◆ Text block
[START]

Affaircare....I don't think a 4 year old needs to hear about daddys girlfriends. And I have offered twice to pay his gas down here. We don't live close, and I don't have the time or money on a regular basis to arrage father/son playdates. I do what I can....but can only do so much. I did offer one time to take N to see his dad...and his dad still found excuses for it not to happen.

Ash22....I would love it if I could control when, where and who is involoved with the visits between N and his dad. I don't think Kevin is responsible at all. 

Now I did recieve a text from Kevin this evening. It seems he wants to come see N at my house tomorrow. As much as I don't want to see K or deal with him...I think this is as close to a win/win situation as it can get! So we will see if he actually shows up. I hope so, N wants to see his dad soooo bad!

Thanks for the support and advice.


----------



## raising5boyz (Nov 8, 2008)

Well, Kevin showed up to see his son. He was here an hour and a half before he got too mad at me and left.

I can't take the kids to my house because my roommates are drunk criminals.
Ok, so you won't be taking N until you find another place?
No I want to take him next week.
That doesn't work for me.
If you want me out of his life just tell me and I'll stay away.
That would be great....lets do that.
Hell no! How dare you even say that!
Well...it was your suggestion....

[END]

◆ Exercise tasks
1. Output the part of the forum thread about N's visits with his dad between "Now I did recieve" and "(Nov 8, 2008)", inclusive.
2. Answer these questions using the forum thread about N's visits with his dad:
(a) How old is the child mentioned in the first post?
(b) Where does Kevin's text say he wants to see N?
(c) How long was Kevin there before he got too mad and left?
3. Resume the forum thread about N's visits with his dad from where it stops.

◆ Location annotation dataset records
[START]

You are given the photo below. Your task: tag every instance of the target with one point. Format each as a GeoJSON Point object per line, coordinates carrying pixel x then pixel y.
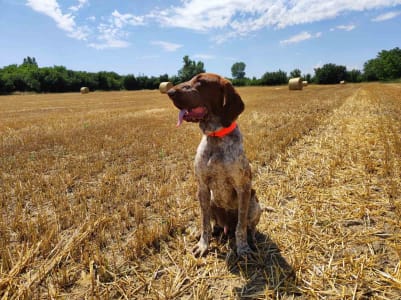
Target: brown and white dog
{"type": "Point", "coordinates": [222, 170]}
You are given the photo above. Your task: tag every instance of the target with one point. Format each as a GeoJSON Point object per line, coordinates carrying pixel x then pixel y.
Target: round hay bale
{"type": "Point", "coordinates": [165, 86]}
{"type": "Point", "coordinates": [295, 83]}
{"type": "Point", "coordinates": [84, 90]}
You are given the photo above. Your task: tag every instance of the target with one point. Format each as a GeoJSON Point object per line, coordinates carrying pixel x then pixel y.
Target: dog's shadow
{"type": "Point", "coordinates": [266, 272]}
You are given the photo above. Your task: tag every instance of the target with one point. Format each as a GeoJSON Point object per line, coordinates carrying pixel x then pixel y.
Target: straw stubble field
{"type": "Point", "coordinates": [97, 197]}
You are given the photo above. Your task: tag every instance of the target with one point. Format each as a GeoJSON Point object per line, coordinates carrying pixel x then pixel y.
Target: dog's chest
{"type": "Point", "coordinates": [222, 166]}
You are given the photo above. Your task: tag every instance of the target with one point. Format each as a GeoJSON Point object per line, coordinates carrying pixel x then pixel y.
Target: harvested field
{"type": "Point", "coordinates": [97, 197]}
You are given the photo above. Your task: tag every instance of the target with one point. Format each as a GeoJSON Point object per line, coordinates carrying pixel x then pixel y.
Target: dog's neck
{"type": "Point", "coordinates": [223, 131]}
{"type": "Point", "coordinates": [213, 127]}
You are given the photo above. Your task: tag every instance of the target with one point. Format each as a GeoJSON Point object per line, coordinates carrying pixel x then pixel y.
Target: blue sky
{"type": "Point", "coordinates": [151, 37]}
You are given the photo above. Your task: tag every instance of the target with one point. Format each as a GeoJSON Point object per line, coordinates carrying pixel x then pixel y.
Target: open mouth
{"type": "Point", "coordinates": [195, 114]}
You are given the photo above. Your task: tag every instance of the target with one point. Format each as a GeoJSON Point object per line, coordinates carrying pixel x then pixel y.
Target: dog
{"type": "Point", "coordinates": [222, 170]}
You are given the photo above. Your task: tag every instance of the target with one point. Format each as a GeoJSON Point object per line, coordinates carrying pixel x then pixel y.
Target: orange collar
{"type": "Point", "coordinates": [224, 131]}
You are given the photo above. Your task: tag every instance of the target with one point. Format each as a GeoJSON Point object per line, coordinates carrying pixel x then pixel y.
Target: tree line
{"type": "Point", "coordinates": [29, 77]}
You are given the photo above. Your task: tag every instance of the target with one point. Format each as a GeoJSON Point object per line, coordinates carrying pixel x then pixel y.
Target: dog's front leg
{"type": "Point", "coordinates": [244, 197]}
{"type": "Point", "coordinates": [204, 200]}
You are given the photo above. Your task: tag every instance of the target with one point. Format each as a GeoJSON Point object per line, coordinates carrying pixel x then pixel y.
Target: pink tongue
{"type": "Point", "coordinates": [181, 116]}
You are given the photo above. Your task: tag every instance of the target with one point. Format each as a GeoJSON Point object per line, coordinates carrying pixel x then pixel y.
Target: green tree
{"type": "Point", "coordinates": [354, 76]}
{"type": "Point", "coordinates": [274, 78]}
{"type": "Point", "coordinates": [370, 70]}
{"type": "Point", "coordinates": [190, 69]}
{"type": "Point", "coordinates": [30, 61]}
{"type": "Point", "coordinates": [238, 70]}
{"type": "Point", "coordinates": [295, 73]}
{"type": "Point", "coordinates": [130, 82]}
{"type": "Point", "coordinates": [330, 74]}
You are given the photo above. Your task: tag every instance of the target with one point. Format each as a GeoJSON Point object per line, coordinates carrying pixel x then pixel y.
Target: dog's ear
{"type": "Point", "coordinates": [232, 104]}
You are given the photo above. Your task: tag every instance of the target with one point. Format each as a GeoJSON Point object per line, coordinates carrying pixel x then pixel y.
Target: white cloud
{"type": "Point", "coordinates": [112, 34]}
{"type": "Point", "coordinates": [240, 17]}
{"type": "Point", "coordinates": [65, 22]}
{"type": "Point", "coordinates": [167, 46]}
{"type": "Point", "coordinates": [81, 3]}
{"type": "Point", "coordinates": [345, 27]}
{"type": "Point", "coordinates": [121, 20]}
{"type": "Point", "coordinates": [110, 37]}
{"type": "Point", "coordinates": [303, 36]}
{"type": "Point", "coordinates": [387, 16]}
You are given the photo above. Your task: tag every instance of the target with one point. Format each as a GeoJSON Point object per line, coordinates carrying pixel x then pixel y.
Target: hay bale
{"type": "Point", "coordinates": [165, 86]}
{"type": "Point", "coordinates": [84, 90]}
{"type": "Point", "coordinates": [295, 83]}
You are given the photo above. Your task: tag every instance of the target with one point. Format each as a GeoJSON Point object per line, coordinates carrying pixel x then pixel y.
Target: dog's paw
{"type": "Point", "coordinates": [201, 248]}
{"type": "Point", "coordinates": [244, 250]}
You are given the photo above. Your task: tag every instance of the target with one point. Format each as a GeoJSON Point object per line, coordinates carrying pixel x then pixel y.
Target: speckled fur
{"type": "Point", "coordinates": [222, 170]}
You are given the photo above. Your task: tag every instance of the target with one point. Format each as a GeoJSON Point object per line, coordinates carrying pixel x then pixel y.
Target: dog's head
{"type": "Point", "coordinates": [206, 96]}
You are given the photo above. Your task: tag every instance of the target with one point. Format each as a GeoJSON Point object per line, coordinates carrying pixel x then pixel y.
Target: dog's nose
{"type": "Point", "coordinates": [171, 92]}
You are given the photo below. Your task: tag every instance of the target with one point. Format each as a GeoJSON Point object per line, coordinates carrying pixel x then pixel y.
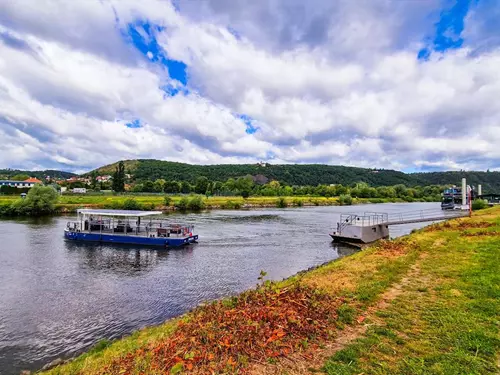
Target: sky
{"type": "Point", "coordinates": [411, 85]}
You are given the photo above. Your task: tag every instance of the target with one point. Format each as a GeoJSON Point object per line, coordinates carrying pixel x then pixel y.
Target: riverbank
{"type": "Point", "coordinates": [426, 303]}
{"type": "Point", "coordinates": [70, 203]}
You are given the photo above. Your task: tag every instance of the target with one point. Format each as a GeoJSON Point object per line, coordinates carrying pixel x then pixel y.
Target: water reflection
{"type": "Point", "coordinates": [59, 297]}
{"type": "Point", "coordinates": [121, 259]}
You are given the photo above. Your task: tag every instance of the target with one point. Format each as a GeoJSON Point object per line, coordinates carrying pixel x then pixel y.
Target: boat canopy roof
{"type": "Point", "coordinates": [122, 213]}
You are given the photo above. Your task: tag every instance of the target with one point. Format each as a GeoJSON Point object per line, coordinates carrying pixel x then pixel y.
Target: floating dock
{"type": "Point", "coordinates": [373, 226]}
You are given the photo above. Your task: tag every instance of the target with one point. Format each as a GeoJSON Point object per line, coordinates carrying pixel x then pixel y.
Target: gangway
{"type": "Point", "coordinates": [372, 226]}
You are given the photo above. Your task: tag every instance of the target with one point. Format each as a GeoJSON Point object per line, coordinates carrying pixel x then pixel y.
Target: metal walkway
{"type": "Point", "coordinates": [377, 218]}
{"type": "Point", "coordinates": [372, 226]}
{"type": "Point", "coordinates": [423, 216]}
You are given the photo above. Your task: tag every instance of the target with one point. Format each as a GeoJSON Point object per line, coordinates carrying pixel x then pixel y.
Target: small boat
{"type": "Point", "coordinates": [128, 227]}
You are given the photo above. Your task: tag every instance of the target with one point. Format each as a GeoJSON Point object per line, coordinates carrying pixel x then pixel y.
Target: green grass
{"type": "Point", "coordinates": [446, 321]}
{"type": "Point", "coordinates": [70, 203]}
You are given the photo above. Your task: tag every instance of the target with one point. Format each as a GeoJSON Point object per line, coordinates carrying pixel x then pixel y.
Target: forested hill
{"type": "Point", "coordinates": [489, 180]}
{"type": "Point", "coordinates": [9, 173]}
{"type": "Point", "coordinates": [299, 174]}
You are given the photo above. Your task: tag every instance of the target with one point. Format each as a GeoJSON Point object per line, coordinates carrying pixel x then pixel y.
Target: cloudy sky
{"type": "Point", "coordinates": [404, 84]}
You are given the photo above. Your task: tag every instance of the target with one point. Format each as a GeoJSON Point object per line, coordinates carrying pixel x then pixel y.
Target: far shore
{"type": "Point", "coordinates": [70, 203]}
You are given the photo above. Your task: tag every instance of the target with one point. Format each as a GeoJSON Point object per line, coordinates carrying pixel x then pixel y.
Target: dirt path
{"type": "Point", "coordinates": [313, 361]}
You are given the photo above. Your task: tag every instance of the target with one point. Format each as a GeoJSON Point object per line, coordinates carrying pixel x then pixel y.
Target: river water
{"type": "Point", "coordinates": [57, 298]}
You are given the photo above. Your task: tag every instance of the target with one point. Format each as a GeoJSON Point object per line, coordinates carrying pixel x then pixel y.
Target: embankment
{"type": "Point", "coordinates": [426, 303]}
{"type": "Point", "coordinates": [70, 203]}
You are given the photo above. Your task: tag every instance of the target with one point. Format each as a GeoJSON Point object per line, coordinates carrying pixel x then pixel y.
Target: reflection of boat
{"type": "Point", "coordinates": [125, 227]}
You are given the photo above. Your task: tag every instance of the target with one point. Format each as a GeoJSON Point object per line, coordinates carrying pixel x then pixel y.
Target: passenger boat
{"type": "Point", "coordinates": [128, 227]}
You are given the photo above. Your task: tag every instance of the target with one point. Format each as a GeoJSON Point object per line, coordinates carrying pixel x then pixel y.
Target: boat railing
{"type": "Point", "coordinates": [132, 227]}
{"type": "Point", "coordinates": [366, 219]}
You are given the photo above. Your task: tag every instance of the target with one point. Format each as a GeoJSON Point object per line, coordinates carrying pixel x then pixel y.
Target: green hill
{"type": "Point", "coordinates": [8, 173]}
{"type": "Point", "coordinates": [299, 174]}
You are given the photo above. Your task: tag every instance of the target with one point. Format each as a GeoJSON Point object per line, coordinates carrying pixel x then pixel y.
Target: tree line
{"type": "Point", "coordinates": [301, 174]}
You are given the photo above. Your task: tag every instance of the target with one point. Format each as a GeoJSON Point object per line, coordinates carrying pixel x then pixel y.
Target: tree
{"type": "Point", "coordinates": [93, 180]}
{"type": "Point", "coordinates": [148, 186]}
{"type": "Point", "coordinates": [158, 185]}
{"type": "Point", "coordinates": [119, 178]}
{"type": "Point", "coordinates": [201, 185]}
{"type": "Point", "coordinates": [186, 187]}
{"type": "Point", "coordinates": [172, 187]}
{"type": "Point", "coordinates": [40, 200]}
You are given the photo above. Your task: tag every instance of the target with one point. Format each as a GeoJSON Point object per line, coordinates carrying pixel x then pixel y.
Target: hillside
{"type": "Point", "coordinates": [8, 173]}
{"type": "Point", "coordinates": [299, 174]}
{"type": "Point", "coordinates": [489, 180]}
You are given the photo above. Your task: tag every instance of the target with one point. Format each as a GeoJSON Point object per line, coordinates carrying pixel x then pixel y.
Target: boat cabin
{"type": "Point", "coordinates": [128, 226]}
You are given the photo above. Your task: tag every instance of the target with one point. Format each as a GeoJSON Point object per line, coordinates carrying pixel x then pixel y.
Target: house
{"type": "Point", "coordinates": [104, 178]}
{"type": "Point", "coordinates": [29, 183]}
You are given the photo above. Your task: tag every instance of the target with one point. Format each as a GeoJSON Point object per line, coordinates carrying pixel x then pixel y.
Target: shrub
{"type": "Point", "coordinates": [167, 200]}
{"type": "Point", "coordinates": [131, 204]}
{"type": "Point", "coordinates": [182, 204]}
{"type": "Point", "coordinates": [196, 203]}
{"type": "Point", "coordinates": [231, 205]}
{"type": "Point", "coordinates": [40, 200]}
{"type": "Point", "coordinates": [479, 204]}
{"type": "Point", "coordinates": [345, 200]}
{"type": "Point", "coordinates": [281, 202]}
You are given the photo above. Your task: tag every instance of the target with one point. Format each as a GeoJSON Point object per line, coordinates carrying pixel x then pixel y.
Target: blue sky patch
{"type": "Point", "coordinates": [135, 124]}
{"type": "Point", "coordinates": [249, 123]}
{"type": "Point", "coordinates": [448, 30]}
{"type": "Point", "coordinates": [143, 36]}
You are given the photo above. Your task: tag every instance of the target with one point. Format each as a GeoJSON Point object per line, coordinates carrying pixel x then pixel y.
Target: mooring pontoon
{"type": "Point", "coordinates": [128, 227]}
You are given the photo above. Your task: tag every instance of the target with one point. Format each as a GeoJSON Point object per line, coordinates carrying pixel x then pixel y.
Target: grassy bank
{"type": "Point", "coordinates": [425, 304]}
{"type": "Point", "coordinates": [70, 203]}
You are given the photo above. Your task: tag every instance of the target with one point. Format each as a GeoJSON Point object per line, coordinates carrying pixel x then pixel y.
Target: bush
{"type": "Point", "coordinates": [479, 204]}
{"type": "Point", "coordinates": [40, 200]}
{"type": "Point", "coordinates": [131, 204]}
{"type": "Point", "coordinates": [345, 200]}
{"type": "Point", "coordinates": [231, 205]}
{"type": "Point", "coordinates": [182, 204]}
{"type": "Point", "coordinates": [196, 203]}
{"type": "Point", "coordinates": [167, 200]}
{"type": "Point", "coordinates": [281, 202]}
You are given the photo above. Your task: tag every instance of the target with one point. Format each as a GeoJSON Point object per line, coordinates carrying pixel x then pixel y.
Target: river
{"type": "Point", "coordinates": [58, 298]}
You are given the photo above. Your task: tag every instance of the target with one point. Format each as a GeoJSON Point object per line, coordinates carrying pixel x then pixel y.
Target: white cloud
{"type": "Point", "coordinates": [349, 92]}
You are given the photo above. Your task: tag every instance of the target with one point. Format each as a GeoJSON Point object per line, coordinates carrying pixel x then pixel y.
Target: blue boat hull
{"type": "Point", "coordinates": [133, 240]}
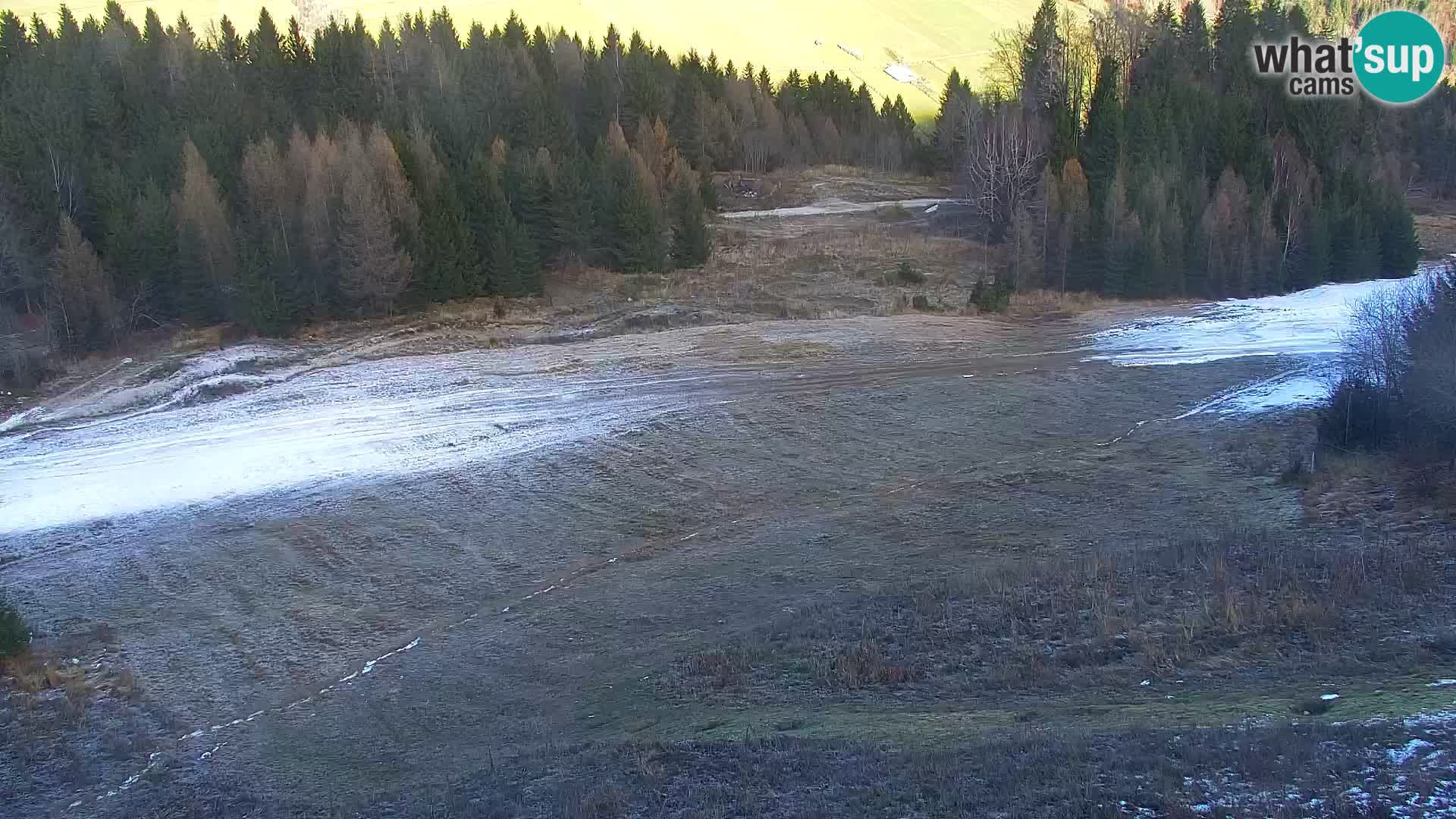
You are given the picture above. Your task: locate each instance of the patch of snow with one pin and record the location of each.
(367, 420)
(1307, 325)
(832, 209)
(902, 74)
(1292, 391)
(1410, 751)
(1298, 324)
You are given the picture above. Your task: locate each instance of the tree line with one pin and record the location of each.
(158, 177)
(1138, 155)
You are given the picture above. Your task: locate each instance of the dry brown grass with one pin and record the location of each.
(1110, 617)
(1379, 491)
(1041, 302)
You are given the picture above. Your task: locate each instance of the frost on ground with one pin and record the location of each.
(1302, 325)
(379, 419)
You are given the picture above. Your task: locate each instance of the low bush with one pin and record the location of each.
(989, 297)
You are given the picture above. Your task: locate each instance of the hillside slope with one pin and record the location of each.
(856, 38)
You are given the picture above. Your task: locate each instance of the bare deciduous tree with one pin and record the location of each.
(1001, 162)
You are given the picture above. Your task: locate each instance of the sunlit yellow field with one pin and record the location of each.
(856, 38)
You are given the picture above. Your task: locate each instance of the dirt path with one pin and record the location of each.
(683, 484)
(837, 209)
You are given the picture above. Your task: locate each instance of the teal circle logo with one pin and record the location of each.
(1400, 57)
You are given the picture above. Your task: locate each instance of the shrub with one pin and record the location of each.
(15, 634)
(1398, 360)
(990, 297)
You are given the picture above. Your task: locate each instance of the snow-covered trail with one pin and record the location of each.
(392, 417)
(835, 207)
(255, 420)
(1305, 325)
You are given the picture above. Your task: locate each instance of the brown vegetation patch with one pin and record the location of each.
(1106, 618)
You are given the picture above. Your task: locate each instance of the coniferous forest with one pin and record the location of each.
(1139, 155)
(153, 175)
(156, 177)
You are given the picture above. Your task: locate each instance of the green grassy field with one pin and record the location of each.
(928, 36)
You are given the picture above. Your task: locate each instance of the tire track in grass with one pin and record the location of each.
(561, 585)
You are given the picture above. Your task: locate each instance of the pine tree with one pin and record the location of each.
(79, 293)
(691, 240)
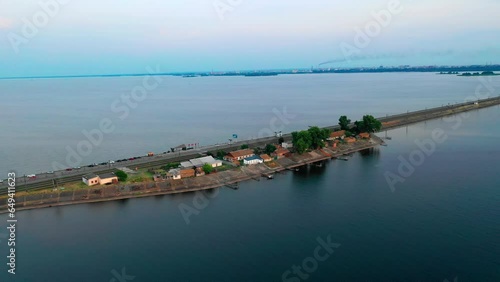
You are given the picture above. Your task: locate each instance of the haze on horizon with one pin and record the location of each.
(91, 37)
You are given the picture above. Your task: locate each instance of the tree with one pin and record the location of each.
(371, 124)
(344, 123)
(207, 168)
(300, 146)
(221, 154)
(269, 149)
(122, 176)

[END]

◆ Outputs
1.
Now I did recieve a text from Kevin this evening. It seems he wants to come see N at my house tomorrow. As much as I don't want to see K or deal with him...I think this is as close to a win/win situation as it can get! So we will see if he actually shows up. I hope so, N wants to see his dad soooo bad!

Thanks for the support and advice.


----------



## raising5boyz (Nov 8, 2008)

2.
(a) 4 years old
(b) At the poster's house
(c) An hour and a half

3.
And that was the end of his visit with his son. He was here and hour and a half. He stormed out of the house and peeled out of the driveway in his oh so cool corvette that he just had to have! I don't even know what to say...ugh!


----------



## Help239 (Oct 20, 2009)

Sounds like he's not thinking straight at all. Stay strong.


----------



## raising5boyz (Nov 8, 2008)

Can we say immature??? Cause he can act it!!! So I have offered him gas money everyday this week to come see his son. Nope....too busy...too stressed...and any other excuse you can think of! I can understand that he might not want to except money from me...but come on! This is for his son! So he has now pawned his gun, his big lcd tv...the PS3 I think....and is talking about maybe needing to sell his car to pay bills. And then he turns around and asks me for the truck thats in my name saying he will make the payments! Hell No!!! I mean seriously??? 

The other thing that if driving me crazy is that every time he talks to his son on the phone (which is only when I text and ask him to) he tells the little guy that he well be down to see him soon....and it never happens! Grrrr....!

And holy smokes....we are so arguing over how the bills should be split and payed....he is not being reasonable about it at all! He is going to drive me crazy!:slap:


----------



## Corpuswife (Apr 24, 2009)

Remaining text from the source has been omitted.